**PROMPT:** Check each line of the listing below for the string "image", then give only the number of lines where it occurs.

**SOURCE MATERIAL:**
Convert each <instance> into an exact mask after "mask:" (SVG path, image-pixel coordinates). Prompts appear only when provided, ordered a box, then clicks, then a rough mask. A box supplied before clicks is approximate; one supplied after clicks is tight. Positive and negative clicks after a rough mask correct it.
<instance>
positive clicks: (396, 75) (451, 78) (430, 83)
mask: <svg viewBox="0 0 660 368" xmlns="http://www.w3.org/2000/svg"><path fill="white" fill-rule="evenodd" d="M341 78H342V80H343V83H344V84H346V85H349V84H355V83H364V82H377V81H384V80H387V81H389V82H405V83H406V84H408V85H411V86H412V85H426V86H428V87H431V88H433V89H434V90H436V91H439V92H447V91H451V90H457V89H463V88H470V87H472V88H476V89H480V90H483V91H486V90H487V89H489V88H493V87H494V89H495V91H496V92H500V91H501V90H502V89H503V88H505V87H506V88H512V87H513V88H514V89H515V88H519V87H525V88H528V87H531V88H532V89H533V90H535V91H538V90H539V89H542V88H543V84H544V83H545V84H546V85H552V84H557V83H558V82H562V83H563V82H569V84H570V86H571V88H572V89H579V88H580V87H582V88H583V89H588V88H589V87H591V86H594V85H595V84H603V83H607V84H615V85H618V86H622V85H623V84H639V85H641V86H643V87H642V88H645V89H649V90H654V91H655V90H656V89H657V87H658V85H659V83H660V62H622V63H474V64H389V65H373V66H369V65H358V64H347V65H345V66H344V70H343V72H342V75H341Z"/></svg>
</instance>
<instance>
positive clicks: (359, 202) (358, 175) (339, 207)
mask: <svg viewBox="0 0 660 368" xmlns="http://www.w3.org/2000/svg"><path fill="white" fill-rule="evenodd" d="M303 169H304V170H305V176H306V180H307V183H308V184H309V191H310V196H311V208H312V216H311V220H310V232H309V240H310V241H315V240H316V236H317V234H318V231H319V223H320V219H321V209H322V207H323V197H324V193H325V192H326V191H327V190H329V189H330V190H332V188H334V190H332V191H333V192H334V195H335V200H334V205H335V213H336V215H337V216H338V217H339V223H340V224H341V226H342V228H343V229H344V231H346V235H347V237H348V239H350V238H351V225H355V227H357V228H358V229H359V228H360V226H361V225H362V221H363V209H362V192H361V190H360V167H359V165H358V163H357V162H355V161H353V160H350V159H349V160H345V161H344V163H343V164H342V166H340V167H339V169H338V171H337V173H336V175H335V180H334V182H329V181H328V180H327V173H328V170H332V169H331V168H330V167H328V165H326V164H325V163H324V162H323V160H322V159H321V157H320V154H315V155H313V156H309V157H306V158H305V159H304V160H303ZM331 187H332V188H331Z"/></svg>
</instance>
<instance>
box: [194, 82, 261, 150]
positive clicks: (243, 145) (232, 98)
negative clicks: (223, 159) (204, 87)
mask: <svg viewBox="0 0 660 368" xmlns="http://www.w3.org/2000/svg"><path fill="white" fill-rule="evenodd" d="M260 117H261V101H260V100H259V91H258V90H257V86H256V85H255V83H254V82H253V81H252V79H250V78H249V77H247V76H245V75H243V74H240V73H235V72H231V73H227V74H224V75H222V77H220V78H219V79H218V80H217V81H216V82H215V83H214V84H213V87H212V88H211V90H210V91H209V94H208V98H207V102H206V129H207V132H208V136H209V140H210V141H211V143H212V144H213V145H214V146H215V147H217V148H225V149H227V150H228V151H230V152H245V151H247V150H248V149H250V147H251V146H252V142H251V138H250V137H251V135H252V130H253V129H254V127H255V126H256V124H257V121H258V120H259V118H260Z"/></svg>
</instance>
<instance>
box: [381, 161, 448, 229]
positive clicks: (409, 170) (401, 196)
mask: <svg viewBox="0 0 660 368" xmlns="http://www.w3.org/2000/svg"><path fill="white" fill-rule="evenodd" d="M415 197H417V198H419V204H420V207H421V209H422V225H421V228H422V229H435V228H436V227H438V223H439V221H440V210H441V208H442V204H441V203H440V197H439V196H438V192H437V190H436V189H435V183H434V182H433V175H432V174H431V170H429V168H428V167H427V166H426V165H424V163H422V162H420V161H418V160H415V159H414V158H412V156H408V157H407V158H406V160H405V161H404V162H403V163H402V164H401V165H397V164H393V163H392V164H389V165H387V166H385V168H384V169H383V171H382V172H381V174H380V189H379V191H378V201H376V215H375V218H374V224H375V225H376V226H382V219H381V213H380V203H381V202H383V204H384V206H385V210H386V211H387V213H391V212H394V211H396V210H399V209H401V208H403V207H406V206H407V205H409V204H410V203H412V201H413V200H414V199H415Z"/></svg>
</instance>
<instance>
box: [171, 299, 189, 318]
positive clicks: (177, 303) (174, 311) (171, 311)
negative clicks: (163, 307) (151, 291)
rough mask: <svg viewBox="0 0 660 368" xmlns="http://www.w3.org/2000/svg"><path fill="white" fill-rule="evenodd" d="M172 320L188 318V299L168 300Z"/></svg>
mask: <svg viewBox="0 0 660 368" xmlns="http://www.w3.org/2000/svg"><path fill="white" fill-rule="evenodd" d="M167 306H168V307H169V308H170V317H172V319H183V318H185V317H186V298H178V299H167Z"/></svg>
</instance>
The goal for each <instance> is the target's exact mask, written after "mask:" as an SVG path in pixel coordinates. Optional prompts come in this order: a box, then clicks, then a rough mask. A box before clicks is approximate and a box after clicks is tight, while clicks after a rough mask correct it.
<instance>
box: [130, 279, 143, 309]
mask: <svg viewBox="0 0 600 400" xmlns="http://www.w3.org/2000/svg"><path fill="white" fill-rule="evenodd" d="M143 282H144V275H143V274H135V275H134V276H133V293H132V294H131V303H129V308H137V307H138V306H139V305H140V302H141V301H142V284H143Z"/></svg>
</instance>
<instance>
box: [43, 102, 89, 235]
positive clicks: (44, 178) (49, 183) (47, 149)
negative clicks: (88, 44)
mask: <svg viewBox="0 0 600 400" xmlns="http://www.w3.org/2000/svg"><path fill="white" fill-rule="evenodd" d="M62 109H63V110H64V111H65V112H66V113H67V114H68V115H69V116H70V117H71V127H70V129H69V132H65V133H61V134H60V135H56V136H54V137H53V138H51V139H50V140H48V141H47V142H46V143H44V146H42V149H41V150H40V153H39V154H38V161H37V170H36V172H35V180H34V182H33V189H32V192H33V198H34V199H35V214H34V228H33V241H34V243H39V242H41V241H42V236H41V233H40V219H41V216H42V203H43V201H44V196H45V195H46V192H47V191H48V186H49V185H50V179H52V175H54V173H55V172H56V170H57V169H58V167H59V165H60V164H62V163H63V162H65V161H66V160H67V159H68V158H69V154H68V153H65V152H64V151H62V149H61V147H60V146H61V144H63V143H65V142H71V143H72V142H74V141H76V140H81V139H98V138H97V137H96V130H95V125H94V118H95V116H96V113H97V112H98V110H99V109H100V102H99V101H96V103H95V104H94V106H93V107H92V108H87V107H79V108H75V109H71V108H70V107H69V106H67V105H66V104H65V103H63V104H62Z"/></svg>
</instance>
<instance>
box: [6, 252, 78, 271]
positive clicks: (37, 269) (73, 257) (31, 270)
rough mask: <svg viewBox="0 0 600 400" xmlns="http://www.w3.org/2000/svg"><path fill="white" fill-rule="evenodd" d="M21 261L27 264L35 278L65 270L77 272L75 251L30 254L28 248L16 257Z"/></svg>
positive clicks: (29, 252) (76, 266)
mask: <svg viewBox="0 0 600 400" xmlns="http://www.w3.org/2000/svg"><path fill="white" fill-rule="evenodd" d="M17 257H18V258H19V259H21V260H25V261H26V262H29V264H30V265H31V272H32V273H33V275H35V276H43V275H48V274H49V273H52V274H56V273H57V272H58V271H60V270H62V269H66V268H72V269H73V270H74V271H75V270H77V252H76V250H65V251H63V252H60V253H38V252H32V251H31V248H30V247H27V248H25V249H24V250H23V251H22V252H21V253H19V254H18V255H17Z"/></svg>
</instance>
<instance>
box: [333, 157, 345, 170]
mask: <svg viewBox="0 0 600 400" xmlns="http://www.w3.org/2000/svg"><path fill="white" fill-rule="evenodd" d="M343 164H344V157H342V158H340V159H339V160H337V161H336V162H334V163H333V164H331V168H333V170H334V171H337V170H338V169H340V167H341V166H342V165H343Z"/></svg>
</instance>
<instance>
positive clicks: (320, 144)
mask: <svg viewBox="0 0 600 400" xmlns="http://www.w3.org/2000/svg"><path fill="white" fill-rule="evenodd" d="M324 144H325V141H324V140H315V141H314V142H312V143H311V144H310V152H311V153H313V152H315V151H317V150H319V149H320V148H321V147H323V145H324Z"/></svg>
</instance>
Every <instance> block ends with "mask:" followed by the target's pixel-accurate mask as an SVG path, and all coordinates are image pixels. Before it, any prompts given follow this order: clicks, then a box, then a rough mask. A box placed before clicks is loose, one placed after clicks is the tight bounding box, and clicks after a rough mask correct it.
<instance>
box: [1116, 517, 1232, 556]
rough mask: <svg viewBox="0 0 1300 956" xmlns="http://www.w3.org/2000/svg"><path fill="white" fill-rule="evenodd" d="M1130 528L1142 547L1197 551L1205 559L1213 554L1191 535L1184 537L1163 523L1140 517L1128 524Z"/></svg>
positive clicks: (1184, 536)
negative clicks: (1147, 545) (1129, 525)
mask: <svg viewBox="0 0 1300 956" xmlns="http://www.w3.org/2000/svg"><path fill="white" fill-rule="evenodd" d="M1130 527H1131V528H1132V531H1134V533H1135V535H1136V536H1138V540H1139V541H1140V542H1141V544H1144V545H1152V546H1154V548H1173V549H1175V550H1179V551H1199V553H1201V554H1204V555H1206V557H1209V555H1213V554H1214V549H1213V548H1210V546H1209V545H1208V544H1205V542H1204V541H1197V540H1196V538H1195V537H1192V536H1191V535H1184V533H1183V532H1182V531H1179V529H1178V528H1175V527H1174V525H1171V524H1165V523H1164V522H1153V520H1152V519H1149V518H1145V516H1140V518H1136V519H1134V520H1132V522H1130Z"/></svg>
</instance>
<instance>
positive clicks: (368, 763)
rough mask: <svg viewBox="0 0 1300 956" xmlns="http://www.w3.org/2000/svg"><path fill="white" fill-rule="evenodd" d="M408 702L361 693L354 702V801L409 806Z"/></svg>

**EXERCISE OUTPUT:** 2